Data extracted from a collection:
==================================================

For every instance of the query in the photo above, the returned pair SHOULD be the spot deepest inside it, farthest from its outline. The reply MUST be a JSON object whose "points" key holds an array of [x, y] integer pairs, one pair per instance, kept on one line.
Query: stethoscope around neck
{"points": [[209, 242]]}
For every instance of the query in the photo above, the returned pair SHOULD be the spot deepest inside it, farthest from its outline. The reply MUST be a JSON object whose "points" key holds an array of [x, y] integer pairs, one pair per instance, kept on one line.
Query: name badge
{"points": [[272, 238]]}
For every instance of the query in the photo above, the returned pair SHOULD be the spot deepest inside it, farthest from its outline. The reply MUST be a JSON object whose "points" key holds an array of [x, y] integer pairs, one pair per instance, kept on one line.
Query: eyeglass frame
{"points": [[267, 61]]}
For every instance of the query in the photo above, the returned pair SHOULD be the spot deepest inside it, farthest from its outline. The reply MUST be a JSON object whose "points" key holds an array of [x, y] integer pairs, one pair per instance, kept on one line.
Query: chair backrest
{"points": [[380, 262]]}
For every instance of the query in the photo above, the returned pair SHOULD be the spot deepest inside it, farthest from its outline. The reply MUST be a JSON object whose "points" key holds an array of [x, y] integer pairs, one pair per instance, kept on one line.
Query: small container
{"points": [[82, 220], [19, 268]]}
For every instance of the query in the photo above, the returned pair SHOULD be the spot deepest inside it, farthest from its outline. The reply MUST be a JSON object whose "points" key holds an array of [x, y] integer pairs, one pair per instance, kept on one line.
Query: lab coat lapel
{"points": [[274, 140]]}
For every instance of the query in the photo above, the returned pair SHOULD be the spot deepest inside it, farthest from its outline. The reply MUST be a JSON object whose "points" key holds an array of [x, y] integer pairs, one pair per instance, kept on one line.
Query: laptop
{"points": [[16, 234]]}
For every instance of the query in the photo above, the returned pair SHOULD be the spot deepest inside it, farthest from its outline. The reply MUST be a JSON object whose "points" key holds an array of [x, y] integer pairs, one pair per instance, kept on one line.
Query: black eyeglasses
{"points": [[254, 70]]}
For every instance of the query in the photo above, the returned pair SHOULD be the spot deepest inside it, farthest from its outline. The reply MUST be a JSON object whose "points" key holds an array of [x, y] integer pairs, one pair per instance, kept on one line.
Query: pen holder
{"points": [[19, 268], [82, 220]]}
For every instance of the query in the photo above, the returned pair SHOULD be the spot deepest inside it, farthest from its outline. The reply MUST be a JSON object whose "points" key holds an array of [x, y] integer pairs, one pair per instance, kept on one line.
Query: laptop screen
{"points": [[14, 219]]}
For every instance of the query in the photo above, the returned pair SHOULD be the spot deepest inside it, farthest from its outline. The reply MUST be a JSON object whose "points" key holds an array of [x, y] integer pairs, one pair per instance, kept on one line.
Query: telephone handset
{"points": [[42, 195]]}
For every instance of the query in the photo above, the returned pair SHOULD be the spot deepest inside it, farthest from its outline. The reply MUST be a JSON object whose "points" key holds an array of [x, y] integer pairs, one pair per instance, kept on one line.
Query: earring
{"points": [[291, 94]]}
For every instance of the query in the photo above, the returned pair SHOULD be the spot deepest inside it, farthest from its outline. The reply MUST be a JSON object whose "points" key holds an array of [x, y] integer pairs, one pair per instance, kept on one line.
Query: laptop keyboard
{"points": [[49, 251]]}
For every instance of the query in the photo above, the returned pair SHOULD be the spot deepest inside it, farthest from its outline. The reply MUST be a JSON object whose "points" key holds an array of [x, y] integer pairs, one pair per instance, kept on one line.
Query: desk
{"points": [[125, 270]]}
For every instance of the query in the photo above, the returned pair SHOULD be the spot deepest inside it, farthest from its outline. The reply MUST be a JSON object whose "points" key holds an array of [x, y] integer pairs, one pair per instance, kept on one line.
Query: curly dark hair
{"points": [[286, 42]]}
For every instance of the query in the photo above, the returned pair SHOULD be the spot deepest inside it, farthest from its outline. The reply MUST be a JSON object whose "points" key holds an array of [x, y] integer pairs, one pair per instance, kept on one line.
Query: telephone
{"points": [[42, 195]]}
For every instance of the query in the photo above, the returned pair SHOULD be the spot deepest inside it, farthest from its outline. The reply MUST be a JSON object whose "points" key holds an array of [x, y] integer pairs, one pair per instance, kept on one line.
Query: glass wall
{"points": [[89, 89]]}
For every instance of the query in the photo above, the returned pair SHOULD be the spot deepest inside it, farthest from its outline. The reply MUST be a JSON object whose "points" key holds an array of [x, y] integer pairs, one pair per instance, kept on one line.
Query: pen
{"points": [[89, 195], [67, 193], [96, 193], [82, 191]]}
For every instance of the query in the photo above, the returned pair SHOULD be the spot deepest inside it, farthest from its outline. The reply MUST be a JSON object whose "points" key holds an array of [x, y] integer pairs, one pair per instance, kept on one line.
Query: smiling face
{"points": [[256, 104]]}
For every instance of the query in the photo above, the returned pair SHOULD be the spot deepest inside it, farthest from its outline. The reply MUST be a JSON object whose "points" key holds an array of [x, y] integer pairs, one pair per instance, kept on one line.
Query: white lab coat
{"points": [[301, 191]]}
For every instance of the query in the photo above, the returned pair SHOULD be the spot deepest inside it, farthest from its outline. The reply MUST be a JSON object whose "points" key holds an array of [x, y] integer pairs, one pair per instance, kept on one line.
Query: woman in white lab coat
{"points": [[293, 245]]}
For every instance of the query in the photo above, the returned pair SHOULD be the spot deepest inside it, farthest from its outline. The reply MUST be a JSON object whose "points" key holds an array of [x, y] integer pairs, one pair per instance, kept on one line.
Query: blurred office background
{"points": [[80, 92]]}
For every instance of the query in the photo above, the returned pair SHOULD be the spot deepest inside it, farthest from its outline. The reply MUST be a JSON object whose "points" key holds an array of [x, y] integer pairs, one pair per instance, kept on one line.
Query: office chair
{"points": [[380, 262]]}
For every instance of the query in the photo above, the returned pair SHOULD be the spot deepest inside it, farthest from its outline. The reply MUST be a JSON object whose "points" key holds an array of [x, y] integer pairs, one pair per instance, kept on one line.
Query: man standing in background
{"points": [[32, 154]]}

==================================================

Your task is to print all of the records exactly.

:: Exercise solution ::
For every instance of the query in the photo above, the returned pair SHOULD be the spot deepest inside it, farthest from its outline. The reply MUST be a JSON object whose "points" key holds an array of [x, y] integer pairs, one pair per instance, kept on one line.
Query: stethoscope around neck
{"points": [[209, 242]]}
For every instance of the query in the photo above, the returned pair SHOULD be the spot deepest inside it, farthest from its outline. The reply MUST be a JSON object whose "points" key holds an array of [x, y] integer pairs, one pair per instance, kept on one line.
Query: name badge
{"points": [[272, 238]]}
For every instance of the query in the photo above, the returned pair SHOULD be the spot deepest inside it, farthest from its outline. The reply MUST be a JSON object whose "points" key holds an array of [x, y] integer pairs, one pair per instance, kept on one line.
Query: eyeglass frame
{"points": [[267, 61]]}
For every instance of the query in the photo above, the returned pair SHOULD be the spot deepest inside it, farthest from its outline. The reply MUST be a JSON object whose "points" key holds an array of [x, y] integer pairs, one pair per instance, kept on one line.
Query: chair backrest
{"points": [[380, 262]]}
For every instance of the query in the photo above, the returned pair SHOULD be the spot deepest inside it, farthest from its outline. The reply MUST be a JSON object whose "points" key holds an array of [x, y] integer pairs, one pair per instance, kept on one line.
Query: small container
{"points": [[82, 220], [19, 268]]}
For every instance of the query in the photo above, the returned pair SHOULD be the spot deepest inside it, farthest from its outline. The reply MUST be a JSON object whose "points" key holds an array of [x, y] integer pairs, one pair per instance, kept on one line.
Query: lab coat lapel
{"points": [[274, 140]]}
For every instance of the query in the photo above, the returned pair SHOULD be the spot deepest inside it, farthest from its outline. The reply MUST be a JSON object whose "points" key holds an array of [x, y] integer pairs, one pair per instance, kept on one line.
Query: laptop
{"points": [[16, 234]]}
For every instance of the query in the photo above, the returned pair SHOULD be the spot deepest inside it, farthest from its outline. The reply MUST be a JSON object whose "points" key holds an array of [x, y] integer pairs, one pair per instance, kept on one line.
Query: black eyeglasses
{"points": [[254, 70]]}
For every instance of the query in the photo above, the returned pair SHOULD be the spot deepest inside it, farthest from its outline. The reply MUST be a JSON object whose "points" key holds an array of [x, y] integer pairs, one pair per instance, kept on one line.
Query: pen holder
{"points": [[19, 268], [82, 220]]}
For every instance of the query in the photo above, the returned pair SHOULD be the spot deepest inside it, farthest from its outline. The reply MUST be a JSON object whose "points" key holds an array of [x, y] integer pairs, one pair per instance, kept on one line.
Query: laptop screen
{"points": [[14, 219]]}
For every instance of the query in the photo above, the returned pair SHOULD be the spot deepest inside it, farthest from its outline. The reply MUST be a JSON object whose "points" key holds an array of [x, y] integer pairs, one pair per instance, kept on one line.
Query: telephone handset
{"points": [[42, 195]]}
For every instance of the query in the photo above, the returned pair SHOULD be the spot deepest inside it, farthest from its outline. The reply MUST be a JSON object whose "points" key holds an array of [x, y] integer pairs, one pair per instance, kept on one line.
Query: earring
{"points": [[291, 94]]}
For every instance of the query in the photo above, the returned pair SHOULD be the spot deepest inside it, farthest from its outline. The reply MUST be a JSON object whose "points" key holds an array of [x, y] integer pairs, one pair per instance, kept on one line.
Query: laptop keyboard
{"points": [[49, 251]]}
For every instance of the query in the photo above, the returned pair SHOULD be the spot deepest inside it, farthest from its outline. The reply MUST be a JSON object whose "points" key holds an array of [x, y] integer pairs, one pair per instance, kept on one line.
Query: desk
{"points": [[125, 270]]}
For every instance of the query in the photo above, the returned pair SHOULD be the spot deepest inside it, farthest from its outline. The reply MUST be a JSON object whose "points" key holds an array of [x, y] integer pairs, one pair per instance, kept on one line.
Query: curly dark hair
{"points": [[286, 42]]}
For every instance of the query in the photo above, the returned pair SHOULD be the spot deepest inside it, farthest from its outline. The reply MUST be a JSON object whose "points" key holds an array of [x, y] integer pairs, one pair per instance, kept on one line.
Query: telephone
{"points": [[42, 195]]}
For every instance of the query in the photo above, the returned pair SHOULD be the spot deepest inside it, farthest from its outline. The reply MUST be a JSON object whose "points" key holds an array of [x, y] integer pairs, one pair per instance, kept on one line.
Query: glass wall
{"points": [[89, 89]]}
For every instance of the query in the photo above, the returned pair SHOULD be the spot deepest inside it, farthest from its outline. The reply MUST be a JSON object whose "points" key holds an array of [x, y] integer pairs, one pair per instance, kept on one line.
Query: pen
{"points": [[89, 195], [67, 193], [96, 193], [82, 191]]}
For every instance of the query in the photo above, the returned pair SHOULD be the spot deepest inside it, farthest from its outline. The reply MUST be a JSON object whose "points" key holds an array of [x, y] integer pairs, one pair per instance, kept on one line.
Query: smiling face
{"points": [[256, 104]]}
For every instance of the query in the photo above, the returned pair SHOULD be the spot deepest inside it, farthest from its outline. The reply MUST be a JSON object whose "points" key holds an array of [x, y] integer pairs, one pair per instance, kept on one line.
Query: white lab coat
{"points": [[301, 191]]}
For every instance of the query in the photo above, the returned pair SHOULD be the spot deepest inside it, farthest from its outline. The reply MUST be a JSON object whose "points" key holds an array of [x, y] integer pairs, one pair per instance, kept on one line.
Query: woman in white lab coat
{"points": [[293, 245]]}
For every instance of the query in the photo above, the returned pair SHOULD be the spot deepest inside it, farthest from its outline. The reply MUST be a JSON object whose "points" key holds an array of [x, y] integer pairs, one pair per instance, kept on one line.
Query: blurred office background
{"points": [[80, 92]]}
For every instance of the query in the photo above, the returned pair SHOULD be the spot deepest inside it, farthest from its outline. The reply MUST be a JSON object whose "points" key holds an array of [x, y] integer pairs, one pair per instance, kept on one line.
Query: office chair
{"points": [[380, 262]]}
For every instance of the query in the photo above, the returned pair SHOULD be the spot deepest inside it, farthest from its outline. The reply MUST be a JSON object whose "points" key holds an array of [x, y] integer pairs, one pair per instance, kept on one line.
Query: man standing in background
{"points": [[32, 154]]}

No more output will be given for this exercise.